+++ Information given +++
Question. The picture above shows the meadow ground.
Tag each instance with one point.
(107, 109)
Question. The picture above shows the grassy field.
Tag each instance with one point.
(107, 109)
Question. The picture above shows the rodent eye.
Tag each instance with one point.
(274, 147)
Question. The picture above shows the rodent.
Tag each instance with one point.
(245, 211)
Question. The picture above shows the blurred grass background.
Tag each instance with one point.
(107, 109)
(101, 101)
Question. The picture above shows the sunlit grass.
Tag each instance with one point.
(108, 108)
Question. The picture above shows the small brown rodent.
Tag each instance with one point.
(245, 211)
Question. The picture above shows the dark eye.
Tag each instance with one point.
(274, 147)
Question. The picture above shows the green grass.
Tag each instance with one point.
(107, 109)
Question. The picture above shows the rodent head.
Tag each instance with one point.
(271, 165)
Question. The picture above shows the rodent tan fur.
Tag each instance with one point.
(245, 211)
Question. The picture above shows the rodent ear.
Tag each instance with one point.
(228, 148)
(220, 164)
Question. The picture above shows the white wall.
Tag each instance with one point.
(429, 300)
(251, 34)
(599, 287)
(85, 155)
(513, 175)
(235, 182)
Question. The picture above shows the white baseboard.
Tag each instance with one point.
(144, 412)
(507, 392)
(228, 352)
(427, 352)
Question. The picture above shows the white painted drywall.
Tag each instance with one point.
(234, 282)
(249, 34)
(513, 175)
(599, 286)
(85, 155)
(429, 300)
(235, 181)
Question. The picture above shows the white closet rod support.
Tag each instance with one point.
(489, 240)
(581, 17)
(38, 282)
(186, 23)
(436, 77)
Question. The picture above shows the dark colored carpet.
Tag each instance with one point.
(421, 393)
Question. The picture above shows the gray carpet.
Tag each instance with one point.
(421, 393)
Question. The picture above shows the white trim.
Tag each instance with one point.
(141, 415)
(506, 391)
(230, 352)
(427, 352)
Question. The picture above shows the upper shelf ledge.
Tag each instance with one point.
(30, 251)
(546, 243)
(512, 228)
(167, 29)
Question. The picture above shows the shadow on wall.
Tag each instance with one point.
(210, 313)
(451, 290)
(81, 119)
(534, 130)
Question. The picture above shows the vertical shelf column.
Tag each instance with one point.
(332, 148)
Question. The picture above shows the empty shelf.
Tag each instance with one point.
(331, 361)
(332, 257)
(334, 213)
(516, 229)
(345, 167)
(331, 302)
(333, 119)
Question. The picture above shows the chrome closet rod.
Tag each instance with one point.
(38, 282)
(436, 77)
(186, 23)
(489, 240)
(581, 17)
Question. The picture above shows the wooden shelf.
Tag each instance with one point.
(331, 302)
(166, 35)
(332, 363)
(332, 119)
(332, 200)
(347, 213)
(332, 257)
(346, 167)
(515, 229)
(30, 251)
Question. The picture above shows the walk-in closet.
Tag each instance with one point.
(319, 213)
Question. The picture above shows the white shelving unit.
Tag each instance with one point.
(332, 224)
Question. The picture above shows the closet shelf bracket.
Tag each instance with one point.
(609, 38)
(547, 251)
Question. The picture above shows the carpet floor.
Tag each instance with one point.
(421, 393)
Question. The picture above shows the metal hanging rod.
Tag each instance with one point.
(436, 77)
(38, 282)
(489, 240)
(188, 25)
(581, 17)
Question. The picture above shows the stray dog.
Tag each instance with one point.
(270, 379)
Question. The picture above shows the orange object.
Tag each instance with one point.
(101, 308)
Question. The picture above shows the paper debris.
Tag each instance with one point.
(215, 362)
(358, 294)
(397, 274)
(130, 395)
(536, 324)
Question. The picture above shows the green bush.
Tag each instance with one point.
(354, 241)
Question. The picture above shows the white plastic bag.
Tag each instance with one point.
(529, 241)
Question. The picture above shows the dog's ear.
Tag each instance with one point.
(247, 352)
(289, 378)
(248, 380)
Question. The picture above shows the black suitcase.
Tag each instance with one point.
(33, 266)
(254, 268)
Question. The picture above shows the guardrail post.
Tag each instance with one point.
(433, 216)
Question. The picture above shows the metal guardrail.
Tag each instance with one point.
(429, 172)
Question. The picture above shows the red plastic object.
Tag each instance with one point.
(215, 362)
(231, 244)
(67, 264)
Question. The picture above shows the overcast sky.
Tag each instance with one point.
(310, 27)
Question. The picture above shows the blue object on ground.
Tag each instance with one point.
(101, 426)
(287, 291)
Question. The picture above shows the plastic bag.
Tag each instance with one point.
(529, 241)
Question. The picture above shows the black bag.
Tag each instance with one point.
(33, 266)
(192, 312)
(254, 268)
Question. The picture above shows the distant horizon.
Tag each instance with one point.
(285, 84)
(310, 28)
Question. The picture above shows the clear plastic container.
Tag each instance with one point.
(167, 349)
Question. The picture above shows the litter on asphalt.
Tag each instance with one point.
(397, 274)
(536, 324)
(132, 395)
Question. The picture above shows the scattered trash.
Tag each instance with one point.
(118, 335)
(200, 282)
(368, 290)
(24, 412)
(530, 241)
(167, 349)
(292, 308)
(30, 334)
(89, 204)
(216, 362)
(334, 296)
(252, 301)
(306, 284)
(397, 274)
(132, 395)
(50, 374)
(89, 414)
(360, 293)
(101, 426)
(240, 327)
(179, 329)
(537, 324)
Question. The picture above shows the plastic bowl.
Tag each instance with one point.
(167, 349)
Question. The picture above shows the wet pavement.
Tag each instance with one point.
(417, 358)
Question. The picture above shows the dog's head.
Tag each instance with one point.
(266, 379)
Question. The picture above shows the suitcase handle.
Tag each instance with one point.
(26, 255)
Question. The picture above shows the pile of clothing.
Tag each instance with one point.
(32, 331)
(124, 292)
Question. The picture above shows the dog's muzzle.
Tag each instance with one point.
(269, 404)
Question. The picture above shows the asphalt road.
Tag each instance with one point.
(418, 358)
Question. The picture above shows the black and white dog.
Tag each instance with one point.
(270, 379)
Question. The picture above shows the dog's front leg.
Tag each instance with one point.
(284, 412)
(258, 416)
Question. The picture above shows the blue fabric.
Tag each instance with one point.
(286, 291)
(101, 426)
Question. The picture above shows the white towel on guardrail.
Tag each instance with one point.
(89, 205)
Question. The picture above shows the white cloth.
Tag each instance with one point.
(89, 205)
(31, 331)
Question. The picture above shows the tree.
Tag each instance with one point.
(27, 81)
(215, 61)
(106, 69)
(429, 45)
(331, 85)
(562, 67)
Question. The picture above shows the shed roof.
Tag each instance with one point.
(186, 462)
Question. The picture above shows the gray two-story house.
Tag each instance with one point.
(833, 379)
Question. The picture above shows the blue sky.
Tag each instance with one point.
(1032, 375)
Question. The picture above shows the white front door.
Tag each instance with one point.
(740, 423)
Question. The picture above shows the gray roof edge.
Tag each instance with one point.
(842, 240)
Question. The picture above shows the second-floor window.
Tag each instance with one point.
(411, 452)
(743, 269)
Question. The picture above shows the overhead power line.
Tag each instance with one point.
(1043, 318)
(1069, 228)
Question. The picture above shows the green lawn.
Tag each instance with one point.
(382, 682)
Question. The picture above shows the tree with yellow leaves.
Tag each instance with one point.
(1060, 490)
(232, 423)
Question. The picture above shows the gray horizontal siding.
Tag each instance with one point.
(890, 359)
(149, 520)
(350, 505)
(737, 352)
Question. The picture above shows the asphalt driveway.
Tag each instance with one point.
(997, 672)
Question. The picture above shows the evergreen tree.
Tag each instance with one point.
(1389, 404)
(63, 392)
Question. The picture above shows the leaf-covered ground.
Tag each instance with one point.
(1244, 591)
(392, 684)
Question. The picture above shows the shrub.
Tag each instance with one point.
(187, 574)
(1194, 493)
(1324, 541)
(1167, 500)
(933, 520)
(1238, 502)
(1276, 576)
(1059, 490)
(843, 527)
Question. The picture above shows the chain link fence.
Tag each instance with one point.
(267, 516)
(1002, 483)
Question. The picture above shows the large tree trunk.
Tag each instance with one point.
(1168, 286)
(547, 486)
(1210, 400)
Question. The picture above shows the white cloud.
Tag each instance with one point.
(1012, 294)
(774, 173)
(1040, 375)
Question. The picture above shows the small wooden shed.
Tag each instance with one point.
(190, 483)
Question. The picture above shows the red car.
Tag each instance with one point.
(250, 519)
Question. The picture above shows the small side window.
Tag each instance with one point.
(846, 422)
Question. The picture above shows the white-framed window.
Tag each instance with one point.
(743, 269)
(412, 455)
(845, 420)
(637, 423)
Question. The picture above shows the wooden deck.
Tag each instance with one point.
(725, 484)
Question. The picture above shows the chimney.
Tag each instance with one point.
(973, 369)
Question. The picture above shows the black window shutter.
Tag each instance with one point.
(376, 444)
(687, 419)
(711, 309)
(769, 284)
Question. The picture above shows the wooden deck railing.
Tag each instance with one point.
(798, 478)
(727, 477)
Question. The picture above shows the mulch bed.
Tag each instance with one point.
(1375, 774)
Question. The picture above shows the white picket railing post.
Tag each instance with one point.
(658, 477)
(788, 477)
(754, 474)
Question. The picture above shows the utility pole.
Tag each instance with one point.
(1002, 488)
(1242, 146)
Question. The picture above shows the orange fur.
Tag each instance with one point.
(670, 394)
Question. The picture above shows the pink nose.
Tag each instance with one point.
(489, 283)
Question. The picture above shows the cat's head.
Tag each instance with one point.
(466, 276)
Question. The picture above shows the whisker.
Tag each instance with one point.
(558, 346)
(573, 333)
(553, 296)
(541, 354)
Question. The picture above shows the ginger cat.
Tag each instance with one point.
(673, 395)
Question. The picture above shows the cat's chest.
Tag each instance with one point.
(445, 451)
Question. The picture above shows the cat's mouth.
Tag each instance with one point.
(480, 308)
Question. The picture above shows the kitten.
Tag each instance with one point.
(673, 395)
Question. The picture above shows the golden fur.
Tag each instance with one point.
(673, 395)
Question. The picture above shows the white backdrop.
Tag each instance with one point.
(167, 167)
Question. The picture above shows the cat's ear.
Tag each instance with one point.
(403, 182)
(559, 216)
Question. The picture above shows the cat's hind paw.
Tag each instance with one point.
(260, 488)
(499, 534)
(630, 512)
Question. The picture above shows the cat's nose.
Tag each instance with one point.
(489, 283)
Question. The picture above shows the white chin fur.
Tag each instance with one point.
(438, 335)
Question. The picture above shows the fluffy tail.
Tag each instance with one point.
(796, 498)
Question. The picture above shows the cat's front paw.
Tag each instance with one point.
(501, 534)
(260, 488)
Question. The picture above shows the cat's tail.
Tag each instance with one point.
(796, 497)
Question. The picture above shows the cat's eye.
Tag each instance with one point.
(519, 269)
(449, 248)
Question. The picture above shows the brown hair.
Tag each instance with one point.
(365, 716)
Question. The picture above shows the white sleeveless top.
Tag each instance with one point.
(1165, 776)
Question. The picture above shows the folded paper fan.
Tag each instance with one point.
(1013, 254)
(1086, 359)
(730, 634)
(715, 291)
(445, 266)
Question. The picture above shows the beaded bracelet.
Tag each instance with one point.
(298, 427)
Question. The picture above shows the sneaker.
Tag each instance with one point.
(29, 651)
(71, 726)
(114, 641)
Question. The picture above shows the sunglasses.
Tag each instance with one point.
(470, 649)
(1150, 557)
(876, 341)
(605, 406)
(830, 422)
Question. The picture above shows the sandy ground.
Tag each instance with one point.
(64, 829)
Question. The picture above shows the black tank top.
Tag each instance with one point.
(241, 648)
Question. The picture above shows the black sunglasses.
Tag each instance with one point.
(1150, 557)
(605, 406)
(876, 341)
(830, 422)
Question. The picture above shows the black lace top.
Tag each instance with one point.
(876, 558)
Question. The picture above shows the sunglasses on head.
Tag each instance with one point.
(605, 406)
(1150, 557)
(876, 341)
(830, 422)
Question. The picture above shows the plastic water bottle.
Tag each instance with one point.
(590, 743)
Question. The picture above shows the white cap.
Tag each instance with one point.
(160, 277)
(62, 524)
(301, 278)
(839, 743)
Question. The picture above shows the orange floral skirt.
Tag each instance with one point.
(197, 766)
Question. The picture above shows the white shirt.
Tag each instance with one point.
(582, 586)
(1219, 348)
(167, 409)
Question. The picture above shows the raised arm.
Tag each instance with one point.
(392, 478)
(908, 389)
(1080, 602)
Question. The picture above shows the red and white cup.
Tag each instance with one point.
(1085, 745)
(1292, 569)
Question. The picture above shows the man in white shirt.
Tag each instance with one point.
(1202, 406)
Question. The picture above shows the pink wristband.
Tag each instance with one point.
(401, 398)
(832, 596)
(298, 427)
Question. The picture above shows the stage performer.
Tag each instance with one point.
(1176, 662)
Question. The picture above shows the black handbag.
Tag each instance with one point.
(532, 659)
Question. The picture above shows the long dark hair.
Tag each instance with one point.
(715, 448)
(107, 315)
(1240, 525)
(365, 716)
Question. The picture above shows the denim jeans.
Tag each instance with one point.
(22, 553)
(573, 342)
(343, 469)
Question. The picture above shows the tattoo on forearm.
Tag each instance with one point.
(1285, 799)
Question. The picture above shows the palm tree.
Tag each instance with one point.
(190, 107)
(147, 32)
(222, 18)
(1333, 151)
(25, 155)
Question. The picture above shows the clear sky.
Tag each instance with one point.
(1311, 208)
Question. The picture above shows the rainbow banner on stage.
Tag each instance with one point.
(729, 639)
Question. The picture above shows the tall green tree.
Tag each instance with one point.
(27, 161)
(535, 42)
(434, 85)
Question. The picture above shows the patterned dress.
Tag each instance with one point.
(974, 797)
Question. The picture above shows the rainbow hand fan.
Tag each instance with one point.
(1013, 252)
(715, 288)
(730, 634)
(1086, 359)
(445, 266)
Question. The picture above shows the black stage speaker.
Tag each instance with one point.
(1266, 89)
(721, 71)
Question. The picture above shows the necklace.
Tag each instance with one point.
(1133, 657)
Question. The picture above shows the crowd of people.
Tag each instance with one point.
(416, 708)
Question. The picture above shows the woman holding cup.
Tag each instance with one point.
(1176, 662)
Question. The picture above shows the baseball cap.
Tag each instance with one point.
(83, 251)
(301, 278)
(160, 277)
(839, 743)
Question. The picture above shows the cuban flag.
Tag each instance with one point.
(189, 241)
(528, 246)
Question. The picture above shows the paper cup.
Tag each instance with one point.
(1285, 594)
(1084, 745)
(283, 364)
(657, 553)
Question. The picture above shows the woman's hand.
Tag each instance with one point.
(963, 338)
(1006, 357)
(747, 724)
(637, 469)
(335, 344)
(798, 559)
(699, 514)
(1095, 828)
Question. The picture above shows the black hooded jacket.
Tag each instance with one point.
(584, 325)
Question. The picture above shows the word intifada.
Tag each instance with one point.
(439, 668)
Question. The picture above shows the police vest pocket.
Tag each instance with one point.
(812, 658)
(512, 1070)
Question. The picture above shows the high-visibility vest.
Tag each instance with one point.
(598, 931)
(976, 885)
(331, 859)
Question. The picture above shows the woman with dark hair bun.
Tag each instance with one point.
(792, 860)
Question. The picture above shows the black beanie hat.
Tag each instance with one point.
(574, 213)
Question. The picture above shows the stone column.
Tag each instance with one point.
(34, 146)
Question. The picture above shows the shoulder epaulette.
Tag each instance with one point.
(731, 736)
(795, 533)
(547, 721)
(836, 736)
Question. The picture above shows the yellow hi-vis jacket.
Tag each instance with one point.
+++
## What needs to be done
Locate the line with "Question. The picture above shows the woman's" in the entries above; extract it and every line after it, verbatim.

## The output
Question. The picture above shows the woman's hand.
Tag each instance with one point.
(963, 338)
(1006, 357)
(747, 724)
(637, 469)
(335, 344)
(798, 559)
(699, 514)
(1095, 828)
Question. The picture above shows the black hooded jacket.
Tag each instance with one point.
(584, 325)
Question. The picture above shows the word intifada.
Tag each instance with one point.
(439, 668)
Question. The picture above shows the police vest pocket.
Tag each instance with one point.
(812, 658)
(512, 1070)
Question. The picture above shows the high-visibility vest.
Tag each instance with one point.
(598, 931)
(976, 885)
(331, 859)
Question. The picture above shows the woman with dark hair bun.
Tag each instance with one point.
(792, 860)
Question. The picture above shows the black beanie hat.
Tag each instance with one point.
(574, 213)
Question. The picture above shows the stone column.
Tag each instance with one point.
(34, 146)
Question. The picture above shows the shoulder epaulette.
Tag each instance with one point.
(731, 736)
(795, 533)
(547, 721)
(836, 736)
Question. The picture above shows the yellow hi-vis jacket.
Tag each instance with one point.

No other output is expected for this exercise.